Problem description:
The entries below contain a stretch that opens with the line containing "Target: window pane" and closes with the line containing "the gambrel roof"; set down that stretch exactly, both ends included, and nothing else.

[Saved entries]
_ _ _

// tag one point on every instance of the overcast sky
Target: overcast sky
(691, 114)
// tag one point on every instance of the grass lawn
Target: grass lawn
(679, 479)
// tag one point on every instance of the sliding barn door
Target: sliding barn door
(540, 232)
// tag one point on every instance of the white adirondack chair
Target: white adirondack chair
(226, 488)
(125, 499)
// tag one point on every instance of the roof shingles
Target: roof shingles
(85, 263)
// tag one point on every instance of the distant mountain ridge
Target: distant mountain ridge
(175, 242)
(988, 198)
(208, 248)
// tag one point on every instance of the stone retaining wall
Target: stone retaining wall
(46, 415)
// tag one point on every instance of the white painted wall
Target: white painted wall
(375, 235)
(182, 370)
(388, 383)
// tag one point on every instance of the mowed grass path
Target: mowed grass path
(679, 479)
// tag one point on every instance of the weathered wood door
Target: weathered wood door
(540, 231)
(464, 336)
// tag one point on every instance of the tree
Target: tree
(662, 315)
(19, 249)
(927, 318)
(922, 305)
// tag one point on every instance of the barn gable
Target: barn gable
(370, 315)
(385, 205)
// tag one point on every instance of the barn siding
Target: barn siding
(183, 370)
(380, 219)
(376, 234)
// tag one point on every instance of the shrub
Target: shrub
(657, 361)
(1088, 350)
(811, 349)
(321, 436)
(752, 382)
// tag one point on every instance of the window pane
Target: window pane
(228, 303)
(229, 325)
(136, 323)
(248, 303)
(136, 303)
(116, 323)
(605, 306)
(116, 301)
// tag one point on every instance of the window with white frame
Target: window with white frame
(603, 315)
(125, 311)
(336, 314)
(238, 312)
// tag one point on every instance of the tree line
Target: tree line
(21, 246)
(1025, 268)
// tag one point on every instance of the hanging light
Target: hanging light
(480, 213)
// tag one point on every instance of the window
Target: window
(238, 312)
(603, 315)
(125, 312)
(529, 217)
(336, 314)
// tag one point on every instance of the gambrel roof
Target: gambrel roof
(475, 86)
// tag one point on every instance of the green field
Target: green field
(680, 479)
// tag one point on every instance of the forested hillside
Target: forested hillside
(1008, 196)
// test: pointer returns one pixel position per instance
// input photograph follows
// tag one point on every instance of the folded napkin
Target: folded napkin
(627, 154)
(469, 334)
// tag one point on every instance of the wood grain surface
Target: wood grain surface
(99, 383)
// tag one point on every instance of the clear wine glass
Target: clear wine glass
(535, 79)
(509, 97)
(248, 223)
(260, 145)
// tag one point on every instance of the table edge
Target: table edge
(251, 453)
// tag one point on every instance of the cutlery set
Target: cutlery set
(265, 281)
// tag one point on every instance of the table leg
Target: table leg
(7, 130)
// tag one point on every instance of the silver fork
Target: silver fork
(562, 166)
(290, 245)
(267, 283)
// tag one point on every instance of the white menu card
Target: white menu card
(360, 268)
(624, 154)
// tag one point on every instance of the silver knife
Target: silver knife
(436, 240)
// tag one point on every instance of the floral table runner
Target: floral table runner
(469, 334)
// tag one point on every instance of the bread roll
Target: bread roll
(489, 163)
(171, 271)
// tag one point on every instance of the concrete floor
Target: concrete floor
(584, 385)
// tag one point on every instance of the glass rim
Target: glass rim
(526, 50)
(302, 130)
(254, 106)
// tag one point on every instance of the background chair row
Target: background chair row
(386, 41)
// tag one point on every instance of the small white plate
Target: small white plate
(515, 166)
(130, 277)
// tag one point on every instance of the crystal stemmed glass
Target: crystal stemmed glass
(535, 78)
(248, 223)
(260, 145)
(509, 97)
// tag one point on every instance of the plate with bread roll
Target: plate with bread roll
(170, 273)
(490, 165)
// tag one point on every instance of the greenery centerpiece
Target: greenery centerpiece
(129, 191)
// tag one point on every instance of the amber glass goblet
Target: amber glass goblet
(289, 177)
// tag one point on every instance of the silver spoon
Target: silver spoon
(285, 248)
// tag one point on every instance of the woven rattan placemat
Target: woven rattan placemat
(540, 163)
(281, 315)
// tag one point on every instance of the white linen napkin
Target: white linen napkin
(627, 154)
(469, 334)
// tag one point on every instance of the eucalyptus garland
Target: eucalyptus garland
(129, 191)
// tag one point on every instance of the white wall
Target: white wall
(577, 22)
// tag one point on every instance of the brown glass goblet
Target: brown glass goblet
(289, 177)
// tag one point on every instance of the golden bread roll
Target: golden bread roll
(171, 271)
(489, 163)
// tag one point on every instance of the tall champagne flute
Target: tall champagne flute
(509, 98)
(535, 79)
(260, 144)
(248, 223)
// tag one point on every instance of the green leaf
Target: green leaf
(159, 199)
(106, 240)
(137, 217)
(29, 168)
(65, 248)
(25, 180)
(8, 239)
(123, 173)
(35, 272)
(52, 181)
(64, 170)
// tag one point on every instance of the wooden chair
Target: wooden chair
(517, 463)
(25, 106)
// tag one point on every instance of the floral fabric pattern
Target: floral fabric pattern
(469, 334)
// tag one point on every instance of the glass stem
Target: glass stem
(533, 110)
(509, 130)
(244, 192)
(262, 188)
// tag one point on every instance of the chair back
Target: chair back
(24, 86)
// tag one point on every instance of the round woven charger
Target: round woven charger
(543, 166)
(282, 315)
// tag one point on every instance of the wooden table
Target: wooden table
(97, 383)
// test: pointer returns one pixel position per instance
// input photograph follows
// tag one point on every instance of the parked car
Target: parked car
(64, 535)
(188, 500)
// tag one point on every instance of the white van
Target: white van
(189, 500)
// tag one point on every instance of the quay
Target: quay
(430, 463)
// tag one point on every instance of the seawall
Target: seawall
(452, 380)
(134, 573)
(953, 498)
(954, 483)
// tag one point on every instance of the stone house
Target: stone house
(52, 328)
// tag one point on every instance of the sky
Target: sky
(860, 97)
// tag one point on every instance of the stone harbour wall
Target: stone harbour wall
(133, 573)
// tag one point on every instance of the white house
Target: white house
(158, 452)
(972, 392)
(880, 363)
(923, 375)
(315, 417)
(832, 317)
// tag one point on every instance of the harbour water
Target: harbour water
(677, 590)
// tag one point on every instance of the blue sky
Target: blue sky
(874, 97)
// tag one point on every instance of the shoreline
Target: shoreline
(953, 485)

_ _ _

Exercise result:
Target: window pane
(228, 303)
(229, 325)
(136, 323)
(248, 303)
(136, 303)
(116, 323)
(605, 306)
(116, 301)
// tag one point on every instance of the window with white frame
Target: window with white frame
(603, 315)
(125, 311)
(336, 314)
(238, 312)
// tag one point on every instance of the tree line
Target: tree line
(21, 246)
(1025, 268)
// tag one point on every instance of the hanging light
Target: hanging light
(480, 213)
// tag one point on every instance of the window
Target: window
(238, 312)
(603, 315)
(125, 312)
(529, 217)
(336, 314)
// tag one point on every instance of the gambrel roof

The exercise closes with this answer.